*Set problem 1*. Check three statements against the news extract about Mosul below. For each of (a) Mosul has a population of 1.8 million, (b) Michael O'Hanlon says Mosul has more U.S. troops than Baghdad, and (c) a tip prompted the Christmas raid, answer yes or no and quote the deciding words of the extract.
*Set problem 2*. In the news extract about Mosul below, restate the paragraph beginning "Al-Qaida in Iraq, made up of" as a short bulleted list that keeps its main facts.
*Set problem 3*. Pick up the news text about the Mosul raid below where it ends, and write what comes next. Continue the article itself, not the lines that follow it.

*Text extract*.
Many attacks on Baghdad, Smith said, have been staged from Diyala.

Mosul, a city with a population of 1.8 million, is a mix of Sunnis, Shiites and Kurds.

Al-Qaida in Iraq, made up of homegrown Sunni extremists and some foreign fighters, may find blending into the population easier in Mosul, where there are fewer U.S. troops to root them out than in Baghdad, says Michael O’Hanlon, a military analyst at the Brookings Institution. Engagements such as the Dec. 25 raid may reflect the future of security crackdowns in Iraq, he says.

“Al-Qaida is adaptive,” O’Hanlon says. “They recognized American forces are relatively lacking in Mosul. It is sobering because it reminds us of the difficulty of dealing with these people nationwide. It also underscores how much we’re still needed there. It tells you about the adaptability of the enemy and tenuousness of progress.”
A tip about assassins

The Rangers involved in the Dec. 25 raid spoke with USA TODAY by video conference from Mosul and Baghdad. Special operations units’ rules prohibit the use of last names of its elite troops.

A tip prompted the Christmas raid, said Blake, the Rangers’ company commander, a 32-year-old major from Manassas, Va. An Iraqi man had reported seeing al-Qaida terrorists execute a man in public. The witness told U.S. troops where the extremists had gathered.

*Collected material*.

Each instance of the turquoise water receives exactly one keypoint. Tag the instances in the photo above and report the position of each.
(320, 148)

*Task answer 1*.
(a) Yes: "Mosul, a city with a population of 1.8 million"
(b) No: "where there are fewer U.S. troops to root them out than in Baghdad"
(c) Yes: "A tip prompted the Christmas raid"

*Task answer 2*.
- Al-Qaida in Iraq consists of homegrown Sunni extremists and some foreign fighters.
- Michael O'Hanlon, a military analyst at the Brookings Institution, says the group may blend into the population more easily in Mosul than in Baghdad.
- Mosul has fewer U.S. troops than Baghdad to root them out.
- O'Hanlon says engagements like the Dec. 25 raid may reflect the future of security crackdowns in Iraq.

*Task answer 3*.
A few hours later, at 2:04 a.m., Pete, 26, of Marlboro, N.J., and his fellow Rangers, with M-4 rifles and night-vision goggles, arrived at the suspected insurgents’ doorstep.

“You don’t go into anything thinking the best-case scenario,” Pete said. “Anytime you go through a door, you’re expecting someone there with a gun waiting on you. Or someone with a suicide vest, grenade or whatever their weapon of choice is at that particular time. You’re always thinking for the worst.”

Six minutes later, he had killed the two gunmen, Pete said, and Rangers had found 10 women and children huddled in the back of the house. The Iraqis conflicting accounts of how many men remained in the house made the soldiers suspicious. Lashaun, 27, a sergeant first class from Chester, Va., searched a bathroom and noticed a nylon strap protruding from the bottom of a shower basin.

“That’s when I called in Pete and told him to help hold security on the shower basin as I pulled the strap out of the floor,” Lashaun said. “That’s when the basin came up and revealed a hidden passageway to a hidden bunker.”

When he rolled back a concrete block that was sitting on rails, gunfire erupted. Pete estimated the entrance at 2-by-2 feet, barely large enough for a Ranger with 45 pounds of gear to pass through. Lashaun and Pete fired into the hole and backed out of the room.

Pete tossed in a grenade. After the grenade exploded, the Rangers moved back into the shower room, Lashaun said. Suddenly, he said, grenades started flying back at them.

Lashaun said he saw one grenade bounce, so he and another Ranger dove through a door before it exploded. Pete and the Ranger retreated to a different room.

Blake, the company commander, said the soldiers had split into two groups of nine each. Gunfire from the insurgents poured out of the bathroom, while Lashaun’s Rangers fired back. Pete figured bullets passed within 1 foot of him.

“I was really stuck basically in a crossfire,” Pete said.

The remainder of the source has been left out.